:: BRANO DA LEGGERE ::

+ + + + + + +

Dopo la rinuncia a ricandidarsi, il governatore della Lombardia lancia l'affondo al segretario: "L'ho fatto anche per divergenze"

"Da leninista, non posso sopportare di essere trattato con metodi stalinisti e di diventare un bersaglio mediatico solo perché a detta di qualcuno potrei essere un rischio». Dopo la rinuncia a correre per un secondo mandato alla Regione Lombardia, alle pagine del Foglio, Roberto Maroni lancia l'affondo contro il segretario della Lega Matteo Salvini.

«Consiglierei al mio segretario – continua il governatore – non solo di ricordare che fine ha fatto Stalin e che fine ha fatto Lenin ma anche di rileggersi un vecchio testo di Lenin. Ricordate? L’estremismo è la malattia infantile del comunismo. Se solo volessimo aggiornarlo ai nostri giorni dovremmo dire che l’estremismo è la malattia infantile della politica».

Maroni rivela che la divergenza su alcuni temi, tra cui il rapporto tra politica e giustizia, con il suo segretario è "uno dei tanti motivi che mi hanno spinto a ragionare su un futuro diverso, lontano da un modo di fare politica". Ma rassicura: "Io sono una persona leale. Sosterrò il segretario del mio partito. Lo sosterrò come candidato premier".

+ + + + + + +

[Record archiviati]
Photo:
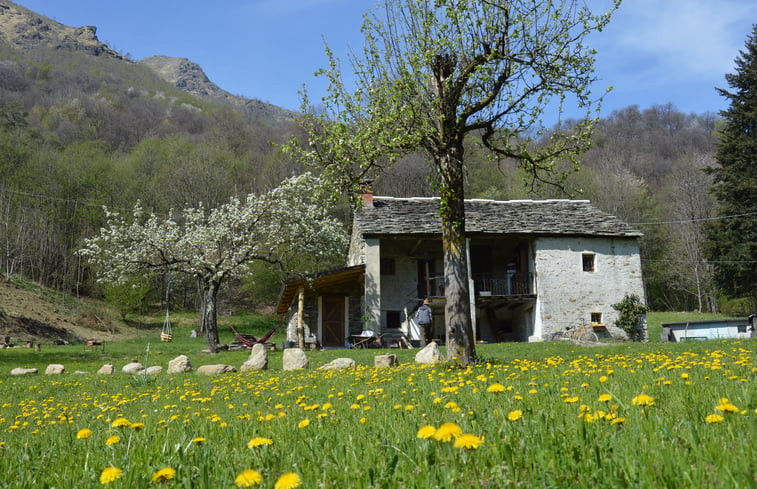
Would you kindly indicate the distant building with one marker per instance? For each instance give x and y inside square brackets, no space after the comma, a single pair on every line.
[710,329]
[535,267]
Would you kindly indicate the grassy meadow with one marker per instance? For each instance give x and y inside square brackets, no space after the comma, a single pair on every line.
[529,415]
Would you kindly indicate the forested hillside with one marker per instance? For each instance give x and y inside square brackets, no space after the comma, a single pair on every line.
[79,131]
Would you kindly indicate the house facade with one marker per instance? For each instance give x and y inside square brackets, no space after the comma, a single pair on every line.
[535,267]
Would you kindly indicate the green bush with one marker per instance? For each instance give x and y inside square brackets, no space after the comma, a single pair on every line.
[631,315]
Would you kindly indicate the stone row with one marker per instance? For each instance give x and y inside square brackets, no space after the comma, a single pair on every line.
[293,359]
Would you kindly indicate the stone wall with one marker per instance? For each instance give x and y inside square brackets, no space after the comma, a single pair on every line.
[567,293]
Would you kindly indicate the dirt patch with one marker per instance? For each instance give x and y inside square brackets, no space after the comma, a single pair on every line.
[28,316]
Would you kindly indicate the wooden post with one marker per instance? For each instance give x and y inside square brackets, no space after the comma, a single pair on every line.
[300,314]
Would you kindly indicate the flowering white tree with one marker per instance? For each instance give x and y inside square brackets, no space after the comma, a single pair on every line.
[214,245]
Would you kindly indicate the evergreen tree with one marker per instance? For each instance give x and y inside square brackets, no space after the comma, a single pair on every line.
[733,241]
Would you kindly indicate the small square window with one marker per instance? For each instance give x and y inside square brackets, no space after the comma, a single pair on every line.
[588,261]
[387,266]
[393,319]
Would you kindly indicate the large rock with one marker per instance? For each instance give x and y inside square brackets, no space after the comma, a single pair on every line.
[429,354]
[258,359]
[154,370]
[132,368]
[107,369]
[294,359]
[23,371]
[338,364]
[55,369]
[215,369]
[179,365]
[388,360]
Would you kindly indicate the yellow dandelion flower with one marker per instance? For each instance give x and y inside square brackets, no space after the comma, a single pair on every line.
[469,441]
[258,442]
[426,432]
[643,400]
[248,478]
[164,474]
[447,431]
[110,474]
[289,480]
[727,407]
[120,423]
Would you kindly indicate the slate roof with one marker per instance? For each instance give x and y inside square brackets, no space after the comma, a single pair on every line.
[420,216]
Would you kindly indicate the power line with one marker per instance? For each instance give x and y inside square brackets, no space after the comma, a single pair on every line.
[58,199]
[684,221]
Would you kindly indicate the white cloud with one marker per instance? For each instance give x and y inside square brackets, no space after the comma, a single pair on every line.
[679,39]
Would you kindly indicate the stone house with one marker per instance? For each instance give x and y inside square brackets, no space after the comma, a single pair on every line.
[535,267]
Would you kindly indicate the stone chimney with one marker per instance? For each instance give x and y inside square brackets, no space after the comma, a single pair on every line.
[367,197]
[367,194]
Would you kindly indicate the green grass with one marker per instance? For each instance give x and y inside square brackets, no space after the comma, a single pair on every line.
[359,428]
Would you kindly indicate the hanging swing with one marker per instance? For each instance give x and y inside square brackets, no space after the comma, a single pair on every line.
[166,335]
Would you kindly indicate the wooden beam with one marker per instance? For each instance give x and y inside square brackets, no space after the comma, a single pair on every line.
[300,314]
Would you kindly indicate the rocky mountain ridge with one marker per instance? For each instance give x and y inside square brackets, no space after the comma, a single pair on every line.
[22,28]
[27,30]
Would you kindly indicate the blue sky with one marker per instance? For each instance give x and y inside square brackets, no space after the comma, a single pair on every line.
[653,52]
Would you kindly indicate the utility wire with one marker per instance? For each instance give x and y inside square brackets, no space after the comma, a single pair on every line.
[683,221]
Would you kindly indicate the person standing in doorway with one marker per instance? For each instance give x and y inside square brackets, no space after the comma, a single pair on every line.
[424,318]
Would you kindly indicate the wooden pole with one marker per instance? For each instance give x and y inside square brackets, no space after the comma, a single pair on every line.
[300,314]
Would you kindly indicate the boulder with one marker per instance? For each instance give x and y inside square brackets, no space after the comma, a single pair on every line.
[258,359]
[179,365]
[23,371]
[132,368]
[388,360]
[154,370]
[429,354]
[106,369]
[338,364]
[294,359]
[55,369]
[215,369]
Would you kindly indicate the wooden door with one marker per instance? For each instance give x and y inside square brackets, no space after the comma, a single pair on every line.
[332,322]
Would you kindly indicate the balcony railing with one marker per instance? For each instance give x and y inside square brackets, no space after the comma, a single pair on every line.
[491,284]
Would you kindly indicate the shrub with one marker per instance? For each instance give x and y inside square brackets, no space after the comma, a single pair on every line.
[631,316]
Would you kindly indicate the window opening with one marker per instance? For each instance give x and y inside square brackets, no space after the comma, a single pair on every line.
[588,262]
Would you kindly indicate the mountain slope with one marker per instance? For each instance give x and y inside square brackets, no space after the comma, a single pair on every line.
[25,29]
[188,76]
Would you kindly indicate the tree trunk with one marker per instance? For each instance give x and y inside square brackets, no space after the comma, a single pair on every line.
[460,347]
[209,316]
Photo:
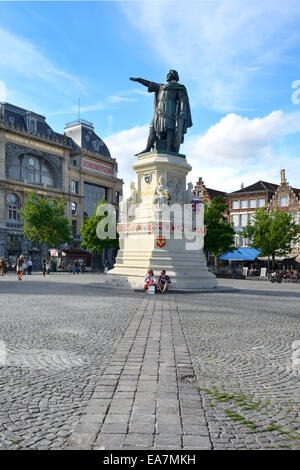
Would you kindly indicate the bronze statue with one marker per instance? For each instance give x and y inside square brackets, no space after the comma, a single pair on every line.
[172,114]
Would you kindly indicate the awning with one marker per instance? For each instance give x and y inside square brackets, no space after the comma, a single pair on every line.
[240,254]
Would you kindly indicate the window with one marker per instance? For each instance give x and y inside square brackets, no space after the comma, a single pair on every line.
[15,168]
[244,220]
[284,201]
[74,208]
[92,196]
[251,218]
[235,218]
[238,240]
[74,227]
[31,168]
[295,217]
[74,187]
[38,172]
[13,205]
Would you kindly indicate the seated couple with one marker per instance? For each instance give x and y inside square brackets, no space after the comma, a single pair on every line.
[161,283]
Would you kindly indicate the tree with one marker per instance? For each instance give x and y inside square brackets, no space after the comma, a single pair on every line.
[45,221]
[273,232]
[219,236]
[90,238]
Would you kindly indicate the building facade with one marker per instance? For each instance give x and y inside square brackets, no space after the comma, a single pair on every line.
[243,203]
[206,194]
[76,165]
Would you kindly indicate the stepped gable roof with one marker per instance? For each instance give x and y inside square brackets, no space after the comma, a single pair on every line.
[259,186]
[214,192]
[83,135]
[18,118]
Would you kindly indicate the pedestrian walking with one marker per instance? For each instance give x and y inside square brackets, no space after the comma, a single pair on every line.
[75,267]
[2,266]
[20,269]
[44,268]
[48,266]
[29,266]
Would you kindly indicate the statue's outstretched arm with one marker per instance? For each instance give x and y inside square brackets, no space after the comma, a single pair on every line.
[152,86]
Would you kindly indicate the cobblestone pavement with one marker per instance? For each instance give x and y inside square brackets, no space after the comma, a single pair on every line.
[58,334]
[144,399]
[241,347]
[88,367]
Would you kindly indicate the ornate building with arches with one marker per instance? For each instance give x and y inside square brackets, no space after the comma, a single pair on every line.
[76,165]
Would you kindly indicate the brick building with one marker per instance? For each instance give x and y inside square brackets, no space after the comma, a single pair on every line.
[76,165]
[243,203]
[206,194]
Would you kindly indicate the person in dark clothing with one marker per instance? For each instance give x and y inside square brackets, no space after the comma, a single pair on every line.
[163,282]
[44,267]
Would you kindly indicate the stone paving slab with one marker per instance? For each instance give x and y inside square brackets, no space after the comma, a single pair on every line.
[142,400]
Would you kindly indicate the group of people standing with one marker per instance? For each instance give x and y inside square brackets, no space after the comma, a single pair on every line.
[161,283]
[23,266]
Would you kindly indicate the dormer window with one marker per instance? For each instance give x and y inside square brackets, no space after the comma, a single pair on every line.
[31,124]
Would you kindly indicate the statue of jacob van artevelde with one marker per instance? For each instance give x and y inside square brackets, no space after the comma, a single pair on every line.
[172,114]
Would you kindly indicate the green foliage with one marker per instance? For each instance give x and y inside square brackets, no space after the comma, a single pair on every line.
[90,239]
[219,236]
[272,232]
[45,221]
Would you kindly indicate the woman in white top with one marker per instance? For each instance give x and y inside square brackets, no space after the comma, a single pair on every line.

+ + + + + + +

:: APPLICA QUANTO LETTO ::
(1) Nell'articolo su Maroni e Salvini, quale motivo porta Maroni a pensare a un futuro diverso da un certo modo di fare politica? Rispondi in una o due frasi.
(2) Elenca tutte le persone nominate nell'articolo su Maroni e Salvini.
(3) Scrivi il seguito dell'articolo su Maroni e Salvini, riprendendo dopo l'ultima frase.

:: RISULTATI IN ORDINE ::
(1) Maroni indica come uno dei tanti motivi la divergenza con il segretario Matteo Salvini su alcuni temi, tra cui il rapporto tra politica e giustizia. Per questo ha deciso di non ricandidarsi alla Regione Lombardia.

(2) Roberto Maroni, Matteo Salvini, Stalin, Lenin

(3)
Sul Corriere della Sera, Salvini non aveva lasciato trapelare insofferenza: "Maroni mi ha detto di avere fatto in Lombardia tutto quello che voleva e poteva. Non ho potuto che prenderne atto. avrei preferito che si ricandidasse. Volevo che si ricandidasse. Però, ne abbiamo parlato tre volte: la prima mi ha detto che stava maturando la decisione, poi me l'ha confermato. Che potevo fare? Le scelte di carattere personale vanno rispettate e non discusse. E così, abbiamo individuato in Attilio Fontana il miglior candidato".